## Trecho exibido
= = = = = = =

DR. LUCAS: O tratamento para esses transtornos exige uma abordagem multidisciplinar, incluindo intervenções psiquiátricas, psicológicas e, em alguns casos, terapia nutricional. Em relação a um transtorno de imagem mais leve deve ter uma avaliação e diagnóstico bem feitos. Envolverá a identificação dos sintomas, a análise do histórico médico e psicossocial do paciente, bem como a realização de entrevistas clínicas.
NÓS: De quais formas podemos alertar as pessoas sobre esse tema?
DR. LUCAS: Através da psicoeducação, ou seja, fornecer informações e educar o paciente sobre o transtorno de imagem é uma etapa importante. Envolvendo explicar os sintomas, os fatores de risco envolvidos, as possíveis causas e os efeitos na vida diária. Temos como objetivo aumentar a compreensão do paciente sobre seu transtorno e reduzir a culpa ou o estigma associado.
NÓS: O que você indica para a boa recuperação?

= = = = = = =

## O que fazer
A. Segundo o trecho exibido, que tipo de abordagem o tratamento desses transtornos exige?
B. No trecho exibido, reescreva a parte que vai de "NÓS: De quais" até "o estigma associado.", substituindo "psicoeducação" por "educação em saúde".
As linhas que vêm depois não têm papel nesta parte.

= = = = = = =

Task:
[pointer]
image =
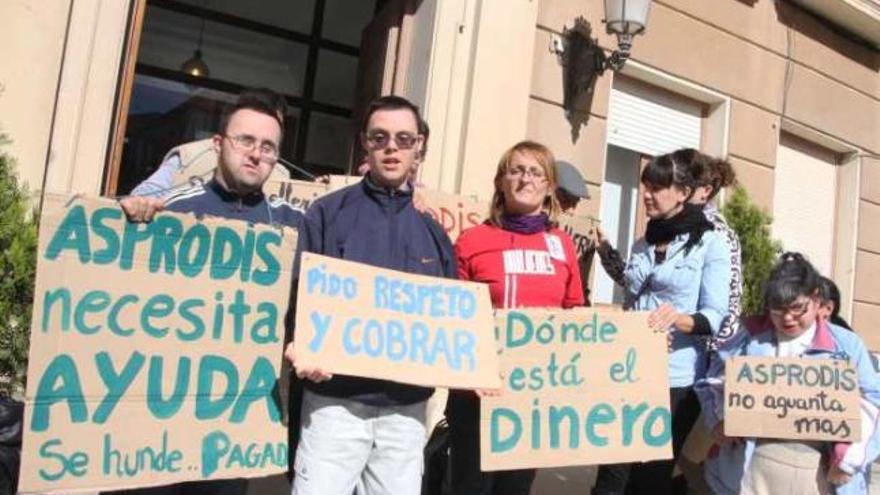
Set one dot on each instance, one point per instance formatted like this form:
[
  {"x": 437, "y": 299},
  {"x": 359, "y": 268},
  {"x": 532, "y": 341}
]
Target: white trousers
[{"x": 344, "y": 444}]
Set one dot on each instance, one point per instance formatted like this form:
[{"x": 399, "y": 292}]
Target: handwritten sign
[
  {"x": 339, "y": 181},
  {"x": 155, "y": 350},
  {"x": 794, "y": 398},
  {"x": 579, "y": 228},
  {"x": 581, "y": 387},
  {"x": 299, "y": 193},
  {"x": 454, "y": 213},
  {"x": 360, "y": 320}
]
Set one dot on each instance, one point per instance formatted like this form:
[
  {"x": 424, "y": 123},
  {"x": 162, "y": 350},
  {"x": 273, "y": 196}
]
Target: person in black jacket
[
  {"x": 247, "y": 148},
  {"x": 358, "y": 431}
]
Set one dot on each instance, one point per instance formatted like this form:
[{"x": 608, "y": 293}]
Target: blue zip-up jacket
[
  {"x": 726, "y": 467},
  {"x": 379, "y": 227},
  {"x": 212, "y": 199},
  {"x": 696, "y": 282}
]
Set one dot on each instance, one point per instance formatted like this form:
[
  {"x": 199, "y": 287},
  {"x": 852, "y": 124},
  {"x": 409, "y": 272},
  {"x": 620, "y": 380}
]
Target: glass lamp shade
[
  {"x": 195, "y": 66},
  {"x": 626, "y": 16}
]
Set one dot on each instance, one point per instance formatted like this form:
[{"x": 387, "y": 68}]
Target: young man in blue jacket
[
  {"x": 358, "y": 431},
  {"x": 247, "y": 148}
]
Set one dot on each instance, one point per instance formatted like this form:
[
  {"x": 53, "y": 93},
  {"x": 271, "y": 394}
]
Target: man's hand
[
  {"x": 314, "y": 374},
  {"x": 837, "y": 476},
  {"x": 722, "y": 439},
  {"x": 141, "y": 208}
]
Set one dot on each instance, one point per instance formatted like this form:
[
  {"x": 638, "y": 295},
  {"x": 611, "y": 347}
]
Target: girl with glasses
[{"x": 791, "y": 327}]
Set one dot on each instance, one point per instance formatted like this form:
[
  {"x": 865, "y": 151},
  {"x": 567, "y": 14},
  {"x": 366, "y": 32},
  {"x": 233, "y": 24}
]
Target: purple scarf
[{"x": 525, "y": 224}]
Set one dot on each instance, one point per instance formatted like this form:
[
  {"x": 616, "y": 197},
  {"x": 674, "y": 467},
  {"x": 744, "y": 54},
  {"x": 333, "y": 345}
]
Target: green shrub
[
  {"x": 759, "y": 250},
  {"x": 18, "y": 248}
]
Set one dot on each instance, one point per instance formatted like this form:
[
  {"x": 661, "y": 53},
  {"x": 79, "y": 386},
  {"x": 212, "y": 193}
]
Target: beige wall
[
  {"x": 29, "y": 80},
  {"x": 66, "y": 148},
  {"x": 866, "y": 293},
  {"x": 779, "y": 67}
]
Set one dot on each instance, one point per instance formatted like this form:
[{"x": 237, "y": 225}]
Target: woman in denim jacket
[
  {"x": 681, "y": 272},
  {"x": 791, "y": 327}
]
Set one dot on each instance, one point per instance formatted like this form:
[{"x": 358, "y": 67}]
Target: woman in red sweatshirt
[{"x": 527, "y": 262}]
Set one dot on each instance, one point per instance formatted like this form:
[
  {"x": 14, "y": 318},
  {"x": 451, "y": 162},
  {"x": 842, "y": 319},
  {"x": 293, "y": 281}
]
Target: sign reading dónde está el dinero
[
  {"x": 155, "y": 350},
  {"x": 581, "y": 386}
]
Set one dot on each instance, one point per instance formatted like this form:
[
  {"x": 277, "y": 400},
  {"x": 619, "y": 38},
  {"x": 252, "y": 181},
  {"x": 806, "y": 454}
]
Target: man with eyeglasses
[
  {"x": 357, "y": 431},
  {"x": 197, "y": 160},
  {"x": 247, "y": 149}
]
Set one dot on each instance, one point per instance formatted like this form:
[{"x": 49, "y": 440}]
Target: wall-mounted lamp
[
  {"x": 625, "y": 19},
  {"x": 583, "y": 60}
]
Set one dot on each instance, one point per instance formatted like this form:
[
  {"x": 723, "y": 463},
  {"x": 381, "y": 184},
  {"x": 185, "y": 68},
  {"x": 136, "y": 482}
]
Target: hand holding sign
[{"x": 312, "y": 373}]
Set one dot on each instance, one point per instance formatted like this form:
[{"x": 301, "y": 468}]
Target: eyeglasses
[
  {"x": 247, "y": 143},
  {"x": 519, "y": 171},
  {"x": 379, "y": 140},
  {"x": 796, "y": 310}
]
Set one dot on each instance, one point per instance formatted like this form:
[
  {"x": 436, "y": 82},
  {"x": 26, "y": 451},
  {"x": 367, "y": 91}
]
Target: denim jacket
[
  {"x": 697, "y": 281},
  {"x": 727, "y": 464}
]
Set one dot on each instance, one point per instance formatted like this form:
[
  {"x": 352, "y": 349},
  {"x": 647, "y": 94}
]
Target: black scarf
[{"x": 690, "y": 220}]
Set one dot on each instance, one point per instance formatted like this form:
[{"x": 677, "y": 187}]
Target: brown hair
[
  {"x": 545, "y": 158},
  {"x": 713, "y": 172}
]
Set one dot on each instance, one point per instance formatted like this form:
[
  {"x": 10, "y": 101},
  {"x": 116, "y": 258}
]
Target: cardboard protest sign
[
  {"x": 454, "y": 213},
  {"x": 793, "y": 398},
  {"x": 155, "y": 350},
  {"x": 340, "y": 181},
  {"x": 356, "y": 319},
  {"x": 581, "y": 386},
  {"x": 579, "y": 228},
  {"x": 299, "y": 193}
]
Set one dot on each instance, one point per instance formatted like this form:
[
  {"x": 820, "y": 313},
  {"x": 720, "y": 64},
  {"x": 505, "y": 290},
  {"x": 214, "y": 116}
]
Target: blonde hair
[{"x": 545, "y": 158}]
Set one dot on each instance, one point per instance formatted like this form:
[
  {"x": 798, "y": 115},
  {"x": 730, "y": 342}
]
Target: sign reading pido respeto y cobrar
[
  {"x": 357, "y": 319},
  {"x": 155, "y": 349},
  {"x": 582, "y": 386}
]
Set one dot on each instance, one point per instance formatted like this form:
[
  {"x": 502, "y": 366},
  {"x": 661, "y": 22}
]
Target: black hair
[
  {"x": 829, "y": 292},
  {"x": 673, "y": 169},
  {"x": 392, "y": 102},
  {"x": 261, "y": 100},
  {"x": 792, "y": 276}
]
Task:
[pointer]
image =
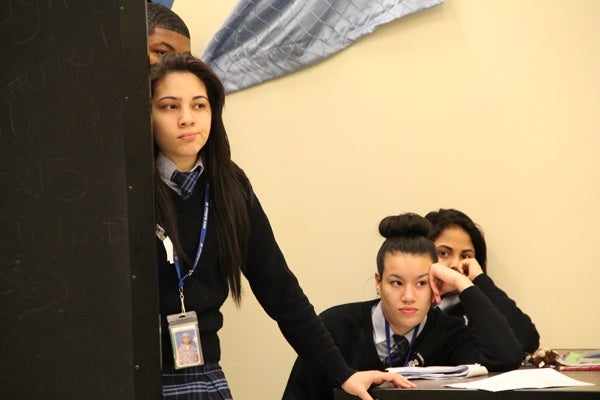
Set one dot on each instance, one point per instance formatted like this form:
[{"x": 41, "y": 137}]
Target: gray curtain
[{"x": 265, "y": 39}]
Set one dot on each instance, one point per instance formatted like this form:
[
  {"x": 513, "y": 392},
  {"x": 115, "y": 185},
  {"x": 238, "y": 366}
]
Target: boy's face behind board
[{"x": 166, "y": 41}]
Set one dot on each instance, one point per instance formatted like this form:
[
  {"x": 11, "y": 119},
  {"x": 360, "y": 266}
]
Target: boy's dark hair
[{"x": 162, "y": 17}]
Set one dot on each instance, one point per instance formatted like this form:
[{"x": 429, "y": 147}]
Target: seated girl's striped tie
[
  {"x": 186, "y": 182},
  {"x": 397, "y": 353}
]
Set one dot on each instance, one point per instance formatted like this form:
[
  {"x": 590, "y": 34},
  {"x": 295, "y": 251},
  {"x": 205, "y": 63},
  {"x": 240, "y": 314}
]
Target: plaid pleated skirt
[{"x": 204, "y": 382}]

= = = = = = =

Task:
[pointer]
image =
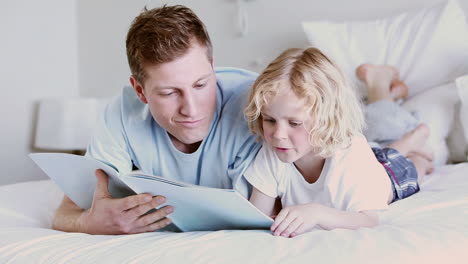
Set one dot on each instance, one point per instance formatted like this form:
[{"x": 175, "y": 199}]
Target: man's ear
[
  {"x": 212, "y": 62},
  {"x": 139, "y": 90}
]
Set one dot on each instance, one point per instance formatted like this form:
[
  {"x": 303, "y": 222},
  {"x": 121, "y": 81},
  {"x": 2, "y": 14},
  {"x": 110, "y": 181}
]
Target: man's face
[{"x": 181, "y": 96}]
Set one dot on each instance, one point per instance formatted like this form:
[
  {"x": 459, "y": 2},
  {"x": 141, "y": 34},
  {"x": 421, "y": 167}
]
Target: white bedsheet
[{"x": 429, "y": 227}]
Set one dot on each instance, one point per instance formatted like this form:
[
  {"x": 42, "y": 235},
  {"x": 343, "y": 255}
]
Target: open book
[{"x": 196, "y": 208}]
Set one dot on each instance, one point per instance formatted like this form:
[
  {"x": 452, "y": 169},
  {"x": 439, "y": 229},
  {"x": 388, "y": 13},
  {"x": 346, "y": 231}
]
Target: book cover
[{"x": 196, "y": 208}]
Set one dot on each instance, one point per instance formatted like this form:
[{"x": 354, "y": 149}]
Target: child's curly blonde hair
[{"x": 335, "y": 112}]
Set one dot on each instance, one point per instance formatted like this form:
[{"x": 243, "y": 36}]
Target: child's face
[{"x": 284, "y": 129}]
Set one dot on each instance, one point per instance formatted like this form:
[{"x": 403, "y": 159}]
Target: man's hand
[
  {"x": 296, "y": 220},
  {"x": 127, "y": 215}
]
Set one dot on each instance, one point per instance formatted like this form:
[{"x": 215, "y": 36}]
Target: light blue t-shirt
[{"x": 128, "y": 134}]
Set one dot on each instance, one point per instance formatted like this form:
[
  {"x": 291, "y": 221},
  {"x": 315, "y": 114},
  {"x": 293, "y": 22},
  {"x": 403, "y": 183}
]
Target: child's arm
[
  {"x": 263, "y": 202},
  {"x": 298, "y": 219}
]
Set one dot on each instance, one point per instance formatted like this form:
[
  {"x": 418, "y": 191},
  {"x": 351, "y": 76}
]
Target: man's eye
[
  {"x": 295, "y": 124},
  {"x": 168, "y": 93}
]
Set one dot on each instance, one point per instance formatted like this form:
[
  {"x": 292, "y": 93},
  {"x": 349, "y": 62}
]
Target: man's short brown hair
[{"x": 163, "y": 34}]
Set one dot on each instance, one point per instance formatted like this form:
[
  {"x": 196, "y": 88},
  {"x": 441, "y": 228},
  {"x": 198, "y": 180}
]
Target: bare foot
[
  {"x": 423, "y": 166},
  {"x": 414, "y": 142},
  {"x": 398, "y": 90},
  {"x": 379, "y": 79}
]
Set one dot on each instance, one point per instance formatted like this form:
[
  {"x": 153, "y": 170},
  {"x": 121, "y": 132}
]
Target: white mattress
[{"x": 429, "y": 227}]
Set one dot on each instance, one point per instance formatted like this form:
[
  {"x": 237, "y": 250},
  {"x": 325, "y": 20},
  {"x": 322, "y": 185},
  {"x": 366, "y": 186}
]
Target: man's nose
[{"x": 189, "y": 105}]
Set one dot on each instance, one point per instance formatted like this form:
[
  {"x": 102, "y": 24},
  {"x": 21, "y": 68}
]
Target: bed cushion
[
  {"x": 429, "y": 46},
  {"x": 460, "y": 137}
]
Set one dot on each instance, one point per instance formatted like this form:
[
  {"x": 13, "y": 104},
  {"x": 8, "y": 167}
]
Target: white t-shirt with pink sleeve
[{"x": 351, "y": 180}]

= = = = = = =

## Respostas numeradas
A. Uma abordagem multidisciplinar.

B.
NÓS: De quais formas podemos alertar as pessoas sobre esse tema?
DR. LUCAS: Através da educação em saúde, ou seja, fornecer informações e educar o paciente sobre o transtorno de imagem é uma etapa importante. Envolvendo explicar os sintomas, os fatores de risco envolvidos, as possíveis causas e os efeitos na vida diária. Temos como objetivo aumentar a compreensão do paciente sobre seu transtorno e reduzir a culpa ou o estigma associado.